Continue the metagenomics analysis skills outline below from its final line.

- **Excerpt**
====================

- Metadata integration
- Sample comparison
- Ecological measurements/indexes
- Multivariate and comparative statistics
- Machine Learning
Normalization / appropriate comparisons:
- basic: applying DeSEQ for normalization
- more advanced: raise awareness and discuss the possible limitations of DeSEQ and rarefaction for metagenomics analysis
Ecological measurements/indexes:
Alpha diversity (Chao, Simpson, etc. )
- basic: knowing that alpha diversity refers to diversity of a single sample. Understanding what the inputs are, that it can be computed/reasoned at different taxonomic levels (species, genus, …). Ability use some software package to compute.
- More advanced: Interpreting the values, knowing which measures are more robust to low abundance taxa, different sampling depths, &c. Understanding the effects of “dark matter” when using reference based methods (ie, microbes that do not match the reference being employed would not be counted towards diversity).
- Advanced: knowing the formulas and understanding the underlying ecological/mathematical assumptions.
beta diversity (bray curtis distances, Unifrac etc,)
- Basic: knowing that beta diversity refers to diversity across samples (differing definitions in the field). SImilar to alpha diversity, can be computed at different taxonomic (or functional) levels. Ability to use a software package.

====================

- **Data extract**
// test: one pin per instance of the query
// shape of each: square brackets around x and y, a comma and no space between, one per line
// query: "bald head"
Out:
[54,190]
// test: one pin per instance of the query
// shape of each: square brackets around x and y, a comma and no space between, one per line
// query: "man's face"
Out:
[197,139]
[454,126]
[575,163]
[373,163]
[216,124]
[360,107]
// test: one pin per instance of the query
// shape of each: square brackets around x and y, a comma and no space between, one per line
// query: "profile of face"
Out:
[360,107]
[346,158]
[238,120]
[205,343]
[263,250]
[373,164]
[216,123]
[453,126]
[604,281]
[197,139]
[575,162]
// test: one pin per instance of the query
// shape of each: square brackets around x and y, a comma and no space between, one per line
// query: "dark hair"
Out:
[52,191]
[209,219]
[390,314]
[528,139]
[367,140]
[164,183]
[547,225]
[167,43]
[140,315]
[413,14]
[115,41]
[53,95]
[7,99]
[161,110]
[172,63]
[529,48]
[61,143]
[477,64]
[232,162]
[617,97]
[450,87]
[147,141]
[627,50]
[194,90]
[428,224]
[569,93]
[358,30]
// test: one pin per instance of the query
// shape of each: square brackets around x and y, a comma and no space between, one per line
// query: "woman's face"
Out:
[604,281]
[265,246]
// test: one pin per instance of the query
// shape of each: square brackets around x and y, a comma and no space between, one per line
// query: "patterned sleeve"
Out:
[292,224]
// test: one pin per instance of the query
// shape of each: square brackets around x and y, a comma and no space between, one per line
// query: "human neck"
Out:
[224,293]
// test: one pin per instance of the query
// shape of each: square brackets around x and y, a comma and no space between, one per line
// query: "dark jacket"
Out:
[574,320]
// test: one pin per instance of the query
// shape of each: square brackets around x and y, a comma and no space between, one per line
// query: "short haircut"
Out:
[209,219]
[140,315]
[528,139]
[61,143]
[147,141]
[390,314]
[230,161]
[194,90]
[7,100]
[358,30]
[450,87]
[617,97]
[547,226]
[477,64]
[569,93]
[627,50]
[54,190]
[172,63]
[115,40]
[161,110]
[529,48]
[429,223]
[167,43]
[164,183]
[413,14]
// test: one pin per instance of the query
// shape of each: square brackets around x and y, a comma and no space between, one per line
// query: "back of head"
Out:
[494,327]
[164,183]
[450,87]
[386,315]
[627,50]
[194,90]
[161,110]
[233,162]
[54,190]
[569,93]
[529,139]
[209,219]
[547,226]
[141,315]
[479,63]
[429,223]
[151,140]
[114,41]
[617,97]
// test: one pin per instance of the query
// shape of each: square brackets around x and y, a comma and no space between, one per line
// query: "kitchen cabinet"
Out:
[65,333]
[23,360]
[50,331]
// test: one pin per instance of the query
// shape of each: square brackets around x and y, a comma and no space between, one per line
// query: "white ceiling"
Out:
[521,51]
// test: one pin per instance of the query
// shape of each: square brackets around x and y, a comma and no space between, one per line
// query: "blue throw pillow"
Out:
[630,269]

====================

- **Reply**
- Intermediate: Understanding the effects of different normalization procedures.
Multivariate statistics (Differential expression, comparison)
- general statistics knowledge, unspecific to metagenomics (p-values, multiple comparison correction, difference between statistical significance and effect size, training/testing split in machine learning).
- Knowing how auto-correlation can lead to spurious correlations (ecological studies).
- More advanced: knowing which methods attempt to correct for auto-correlation and how to apply them in software.
Machine Learning
- Basic: knowing that an ordination plot represents distance between samples in a low dimensional space. Knowing that the output represents the input distance matrix (i.e., different input matrices would lead to different results: see discussion on beta diversity). Being able to generate a plot in software.
- Intermediate: knowing what the “fraction of explained variance” represents. Advanced: understanding the difference between the different methods.